» Passage to read

-- START --

I am definitely . (dot-multiplying) the matrices for correct multiplication.
FullSimplify made no difference.
Neither have combinations with TrigReduce / expanding algebraically before simplifying.
I've taken indices from the final matrix and tryed to simplify them while isolated, to no avail, so the problem isn't due to the use of matrices.
I've also tried to multiply the first two matrices, simplify, and then multiply that with the third matrix; however, this produced the same results as before.
I thought Simplify automatically crossed into all levels of Heads, so I didn't need to worry about mapping, but even where zeros would be expected as outputs in the matrix, there are terms, and where we would expect terms, there are close answers, plus a host of sin and cosine terms that do not reduce.
Does anyone frequent any type of technique with Simplify to get more preferable results, in contrast to solely using Simplify?
If there are assumptions on parameter ranges you will want to feed them to Simplify. The following simple examples will indicate why this might be useful.
In[218]:= Simplify[a*Sqrt[1 - x^2] - Sqrt[a^2 - a^2*x^2]]
Out[218]= a Sqrt[1 - x^2] - Sqrt[-a^2 (-1 + x^2)]
In[219]:= Simplify[a*Sqrt[1 - x^2] - Sqrt[a^2 - a^2*x^2],
Assumptions -> a > 0]
Out[219]= 0
Assuming this and other responses miss the mark, if you could provide an example that in some way shows the possibly bad behavior, that would be very helpful. Disguise it howsoever necessary in order to hide proprietary features: bleach out watermarks, file down registration numbers, maybe dress it in a moustache.

-- END --

» Record extracts
-- START --

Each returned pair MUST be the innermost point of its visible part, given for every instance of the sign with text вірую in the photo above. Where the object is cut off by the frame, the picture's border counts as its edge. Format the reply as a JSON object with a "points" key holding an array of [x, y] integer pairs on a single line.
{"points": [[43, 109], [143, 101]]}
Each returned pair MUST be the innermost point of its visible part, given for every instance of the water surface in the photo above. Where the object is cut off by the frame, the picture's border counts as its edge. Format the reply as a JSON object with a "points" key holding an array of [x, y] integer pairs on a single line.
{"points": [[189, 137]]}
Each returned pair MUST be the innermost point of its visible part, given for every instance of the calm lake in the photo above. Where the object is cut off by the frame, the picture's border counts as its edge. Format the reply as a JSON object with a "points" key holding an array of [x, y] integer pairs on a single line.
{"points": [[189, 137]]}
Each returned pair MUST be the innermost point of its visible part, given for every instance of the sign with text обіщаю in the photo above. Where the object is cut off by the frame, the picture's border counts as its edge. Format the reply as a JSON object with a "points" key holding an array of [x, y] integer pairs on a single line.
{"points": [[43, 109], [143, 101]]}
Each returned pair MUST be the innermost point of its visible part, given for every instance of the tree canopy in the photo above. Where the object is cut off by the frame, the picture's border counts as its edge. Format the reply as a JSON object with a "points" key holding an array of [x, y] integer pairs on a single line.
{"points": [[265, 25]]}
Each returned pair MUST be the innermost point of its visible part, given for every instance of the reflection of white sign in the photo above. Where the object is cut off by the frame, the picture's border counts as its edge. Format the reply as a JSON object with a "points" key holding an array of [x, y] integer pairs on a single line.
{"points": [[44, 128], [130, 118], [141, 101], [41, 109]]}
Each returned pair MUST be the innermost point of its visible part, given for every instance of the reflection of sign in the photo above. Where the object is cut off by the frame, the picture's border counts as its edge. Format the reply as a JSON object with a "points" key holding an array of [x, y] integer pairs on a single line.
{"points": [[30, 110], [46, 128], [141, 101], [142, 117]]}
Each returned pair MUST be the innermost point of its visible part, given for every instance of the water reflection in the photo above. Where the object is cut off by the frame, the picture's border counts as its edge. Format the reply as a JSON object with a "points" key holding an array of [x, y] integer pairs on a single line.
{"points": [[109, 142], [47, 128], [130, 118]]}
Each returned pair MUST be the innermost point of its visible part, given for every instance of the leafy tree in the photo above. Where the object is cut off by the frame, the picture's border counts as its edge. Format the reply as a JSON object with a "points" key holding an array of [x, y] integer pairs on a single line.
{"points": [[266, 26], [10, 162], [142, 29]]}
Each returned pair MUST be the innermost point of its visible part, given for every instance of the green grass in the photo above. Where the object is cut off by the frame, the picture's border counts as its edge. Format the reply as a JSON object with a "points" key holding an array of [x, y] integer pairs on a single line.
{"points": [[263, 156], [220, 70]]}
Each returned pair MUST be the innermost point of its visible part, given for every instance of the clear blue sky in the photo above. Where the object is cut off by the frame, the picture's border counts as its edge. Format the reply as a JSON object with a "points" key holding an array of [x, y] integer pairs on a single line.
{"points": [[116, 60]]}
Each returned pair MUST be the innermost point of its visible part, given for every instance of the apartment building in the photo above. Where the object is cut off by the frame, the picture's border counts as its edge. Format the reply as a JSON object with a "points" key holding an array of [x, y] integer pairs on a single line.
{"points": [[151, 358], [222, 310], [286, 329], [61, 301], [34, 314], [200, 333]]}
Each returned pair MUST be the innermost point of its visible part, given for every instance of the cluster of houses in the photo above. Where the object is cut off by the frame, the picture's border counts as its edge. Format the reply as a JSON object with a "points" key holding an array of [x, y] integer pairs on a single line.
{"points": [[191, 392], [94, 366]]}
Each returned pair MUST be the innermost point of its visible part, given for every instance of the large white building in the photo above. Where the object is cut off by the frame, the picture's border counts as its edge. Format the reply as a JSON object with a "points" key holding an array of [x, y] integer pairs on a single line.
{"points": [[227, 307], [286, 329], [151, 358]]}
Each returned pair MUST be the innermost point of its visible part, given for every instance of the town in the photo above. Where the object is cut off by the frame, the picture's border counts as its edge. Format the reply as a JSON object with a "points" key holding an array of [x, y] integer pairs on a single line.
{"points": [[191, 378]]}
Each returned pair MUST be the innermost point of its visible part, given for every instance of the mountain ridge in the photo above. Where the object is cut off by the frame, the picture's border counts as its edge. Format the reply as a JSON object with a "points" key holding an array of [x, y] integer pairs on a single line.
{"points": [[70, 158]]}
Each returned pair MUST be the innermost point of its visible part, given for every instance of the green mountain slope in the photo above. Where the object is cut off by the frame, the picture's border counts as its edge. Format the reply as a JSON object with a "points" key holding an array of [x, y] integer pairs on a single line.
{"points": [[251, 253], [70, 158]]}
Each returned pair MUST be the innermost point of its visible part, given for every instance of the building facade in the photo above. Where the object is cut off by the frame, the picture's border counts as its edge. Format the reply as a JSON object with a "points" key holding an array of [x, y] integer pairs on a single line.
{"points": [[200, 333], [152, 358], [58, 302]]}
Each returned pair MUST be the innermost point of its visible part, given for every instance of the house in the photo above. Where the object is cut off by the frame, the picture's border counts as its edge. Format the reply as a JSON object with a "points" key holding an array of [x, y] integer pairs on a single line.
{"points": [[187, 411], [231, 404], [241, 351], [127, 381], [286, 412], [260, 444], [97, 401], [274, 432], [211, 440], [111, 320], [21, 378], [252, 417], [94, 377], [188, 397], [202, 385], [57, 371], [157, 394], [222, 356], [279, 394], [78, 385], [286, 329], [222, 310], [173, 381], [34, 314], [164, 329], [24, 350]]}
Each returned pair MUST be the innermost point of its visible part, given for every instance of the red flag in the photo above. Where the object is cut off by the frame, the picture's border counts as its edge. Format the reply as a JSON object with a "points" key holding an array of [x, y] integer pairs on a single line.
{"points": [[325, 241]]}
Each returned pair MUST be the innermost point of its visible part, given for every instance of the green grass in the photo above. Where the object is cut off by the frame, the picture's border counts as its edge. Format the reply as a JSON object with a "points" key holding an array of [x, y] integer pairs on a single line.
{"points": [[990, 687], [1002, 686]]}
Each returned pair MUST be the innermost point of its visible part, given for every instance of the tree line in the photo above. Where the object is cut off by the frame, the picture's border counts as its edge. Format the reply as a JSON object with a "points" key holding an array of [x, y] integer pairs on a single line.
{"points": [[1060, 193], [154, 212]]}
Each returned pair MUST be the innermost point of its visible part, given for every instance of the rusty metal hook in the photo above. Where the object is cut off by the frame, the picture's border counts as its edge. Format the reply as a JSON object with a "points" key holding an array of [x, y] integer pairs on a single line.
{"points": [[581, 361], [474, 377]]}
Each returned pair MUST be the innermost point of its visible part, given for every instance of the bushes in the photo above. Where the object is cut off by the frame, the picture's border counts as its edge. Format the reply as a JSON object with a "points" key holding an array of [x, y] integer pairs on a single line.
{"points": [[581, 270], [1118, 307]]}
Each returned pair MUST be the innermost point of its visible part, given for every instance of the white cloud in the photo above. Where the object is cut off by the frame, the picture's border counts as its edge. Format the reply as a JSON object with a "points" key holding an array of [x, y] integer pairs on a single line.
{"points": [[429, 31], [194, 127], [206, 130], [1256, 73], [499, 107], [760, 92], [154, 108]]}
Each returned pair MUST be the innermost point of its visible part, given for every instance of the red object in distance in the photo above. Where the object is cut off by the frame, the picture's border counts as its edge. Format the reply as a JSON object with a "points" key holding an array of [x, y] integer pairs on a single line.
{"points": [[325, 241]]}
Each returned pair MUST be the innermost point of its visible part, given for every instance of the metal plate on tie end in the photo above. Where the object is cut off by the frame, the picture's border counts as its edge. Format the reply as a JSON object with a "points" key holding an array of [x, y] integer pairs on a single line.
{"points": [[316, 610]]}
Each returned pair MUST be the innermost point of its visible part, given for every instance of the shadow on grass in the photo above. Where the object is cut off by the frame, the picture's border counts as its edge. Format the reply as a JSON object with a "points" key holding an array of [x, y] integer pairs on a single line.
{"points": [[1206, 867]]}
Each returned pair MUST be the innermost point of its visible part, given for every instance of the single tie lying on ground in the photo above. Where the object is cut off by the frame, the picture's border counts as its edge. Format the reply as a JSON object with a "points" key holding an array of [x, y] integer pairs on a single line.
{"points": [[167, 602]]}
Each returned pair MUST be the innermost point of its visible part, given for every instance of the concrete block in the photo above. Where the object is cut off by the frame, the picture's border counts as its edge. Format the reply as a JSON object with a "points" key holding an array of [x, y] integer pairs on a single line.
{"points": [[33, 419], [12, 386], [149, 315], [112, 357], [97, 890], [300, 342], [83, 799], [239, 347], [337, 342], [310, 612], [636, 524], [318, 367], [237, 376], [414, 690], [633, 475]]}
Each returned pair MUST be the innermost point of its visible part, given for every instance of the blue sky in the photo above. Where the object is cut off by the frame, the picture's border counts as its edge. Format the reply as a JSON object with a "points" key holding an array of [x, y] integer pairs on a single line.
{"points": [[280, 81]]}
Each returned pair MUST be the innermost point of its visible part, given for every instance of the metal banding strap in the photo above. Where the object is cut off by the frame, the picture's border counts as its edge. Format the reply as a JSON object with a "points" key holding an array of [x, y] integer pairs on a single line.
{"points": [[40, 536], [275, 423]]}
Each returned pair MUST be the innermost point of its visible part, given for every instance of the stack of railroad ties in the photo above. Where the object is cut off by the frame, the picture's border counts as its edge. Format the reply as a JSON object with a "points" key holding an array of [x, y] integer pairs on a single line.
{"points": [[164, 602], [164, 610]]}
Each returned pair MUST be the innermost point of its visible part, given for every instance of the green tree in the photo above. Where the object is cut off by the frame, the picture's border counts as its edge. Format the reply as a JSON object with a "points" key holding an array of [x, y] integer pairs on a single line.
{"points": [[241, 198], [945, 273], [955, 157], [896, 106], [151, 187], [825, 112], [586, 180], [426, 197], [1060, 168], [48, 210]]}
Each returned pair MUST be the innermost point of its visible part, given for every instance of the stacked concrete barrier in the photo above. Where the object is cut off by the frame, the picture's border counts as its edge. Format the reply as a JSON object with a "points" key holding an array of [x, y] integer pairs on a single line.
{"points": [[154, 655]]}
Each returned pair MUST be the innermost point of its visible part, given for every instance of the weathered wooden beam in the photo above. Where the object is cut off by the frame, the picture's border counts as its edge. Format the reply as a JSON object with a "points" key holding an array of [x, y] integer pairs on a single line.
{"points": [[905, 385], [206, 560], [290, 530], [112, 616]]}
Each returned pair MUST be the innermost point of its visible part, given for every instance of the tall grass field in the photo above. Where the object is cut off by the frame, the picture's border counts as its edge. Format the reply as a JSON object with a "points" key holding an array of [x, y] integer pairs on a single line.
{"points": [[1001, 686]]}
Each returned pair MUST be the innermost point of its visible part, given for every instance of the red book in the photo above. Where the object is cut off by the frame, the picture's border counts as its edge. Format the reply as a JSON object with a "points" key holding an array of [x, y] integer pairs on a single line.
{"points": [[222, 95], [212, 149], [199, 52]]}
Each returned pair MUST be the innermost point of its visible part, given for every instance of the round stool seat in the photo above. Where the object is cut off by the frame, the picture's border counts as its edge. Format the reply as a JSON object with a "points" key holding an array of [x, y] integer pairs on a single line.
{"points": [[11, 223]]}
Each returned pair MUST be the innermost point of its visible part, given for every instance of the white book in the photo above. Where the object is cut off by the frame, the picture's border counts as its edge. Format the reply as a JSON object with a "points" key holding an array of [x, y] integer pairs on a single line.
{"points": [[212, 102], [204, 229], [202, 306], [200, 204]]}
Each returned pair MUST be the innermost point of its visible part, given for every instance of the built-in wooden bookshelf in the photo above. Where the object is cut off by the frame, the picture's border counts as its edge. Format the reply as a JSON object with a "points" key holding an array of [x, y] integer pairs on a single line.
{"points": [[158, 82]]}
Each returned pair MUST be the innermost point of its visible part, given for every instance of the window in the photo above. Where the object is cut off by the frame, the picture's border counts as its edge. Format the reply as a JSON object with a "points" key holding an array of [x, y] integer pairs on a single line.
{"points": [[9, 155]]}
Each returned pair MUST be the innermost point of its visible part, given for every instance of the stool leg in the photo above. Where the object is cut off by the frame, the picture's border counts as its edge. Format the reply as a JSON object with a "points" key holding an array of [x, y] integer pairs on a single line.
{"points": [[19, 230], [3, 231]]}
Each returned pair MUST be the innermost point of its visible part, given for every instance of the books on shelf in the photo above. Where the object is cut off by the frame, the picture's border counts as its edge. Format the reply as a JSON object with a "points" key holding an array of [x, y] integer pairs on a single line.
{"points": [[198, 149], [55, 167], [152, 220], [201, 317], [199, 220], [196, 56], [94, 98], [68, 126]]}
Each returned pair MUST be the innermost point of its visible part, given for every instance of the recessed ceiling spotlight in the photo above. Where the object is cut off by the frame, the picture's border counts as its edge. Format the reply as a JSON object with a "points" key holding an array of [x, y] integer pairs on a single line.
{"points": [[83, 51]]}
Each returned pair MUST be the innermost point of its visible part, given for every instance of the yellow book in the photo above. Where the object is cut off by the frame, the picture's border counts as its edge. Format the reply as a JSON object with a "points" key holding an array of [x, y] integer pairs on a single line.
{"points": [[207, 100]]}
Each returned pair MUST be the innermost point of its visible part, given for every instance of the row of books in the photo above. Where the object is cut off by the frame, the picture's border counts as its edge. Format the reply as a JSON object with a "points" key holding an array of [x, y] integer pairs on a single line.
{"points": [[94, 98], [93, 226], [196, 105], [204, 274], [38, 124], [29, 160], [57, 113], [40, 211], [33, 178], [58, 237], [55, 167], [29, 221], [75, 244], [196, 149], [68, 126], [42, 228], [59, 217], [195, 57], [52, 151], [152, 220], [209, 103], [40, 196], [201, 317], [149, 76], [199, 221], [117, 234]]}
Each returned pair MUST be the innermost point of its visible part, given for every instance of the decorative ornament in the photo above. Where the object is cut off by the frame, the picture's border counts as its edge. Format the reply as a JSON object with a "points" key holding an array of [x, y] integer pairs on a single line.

-- END --

» Given task
Copy out the whole forum thread above about getting Simplify to reduce matrix results, word for word and line for line.

» Task result
I am definitely . (dot-multiplying) the matrices for correct multiplication.
FullSimplify made no difference.
Neither have combinations with TrigReduce / expanding algebraically before simplifying.
I've taken indices from the final matrix and tryed to simplify them while isolated, to no avail, so the problem isn't due to the use of matrices.
I've also tried to multiply the first two matrices, simplify, and then multiply that with the third matrix; however, this produced the same results as before.
I thought Simplify automatically crossed into all levels of Heads, so I didn't need to worry about mapping, but even where zeros would be expected as outputs in the matrix, there are terms, and where we would expect terms, there are close answers, plus a host of sin and cosine terms that do not reduce.
Does anyone frequent any type of technique with Simplify to get more preferable results, in contrast to solely using Simplify?
If there are assumptions on parameter ranges you will want to feed them to Simplify. The following simple examples will indicate why this might be useful.
In[218]:= Simplify[a*Sqrt[1 - x^2] - Sqrt[a^2 - a^2*x^2]]
Out[218]= a Sqrt[1 - x^2] - Sqrt[-a^2 (-1 + x^2)]
In[219]:= Simplify[a*Sqrt[1 - x^2] - Sqrt[a^2 - a^2*x^2],
Assumptions -> a > 0]
Out[219]= 0
Assuming this and other responses miss the mark, if you could provide an example that in some way shows the possibly bad behavior, that would be very helpful. Disguise it howsoever necessary in order to hide proprietary features: bleach out watermarks, file down registration numbers, maybe dress it in a moustache.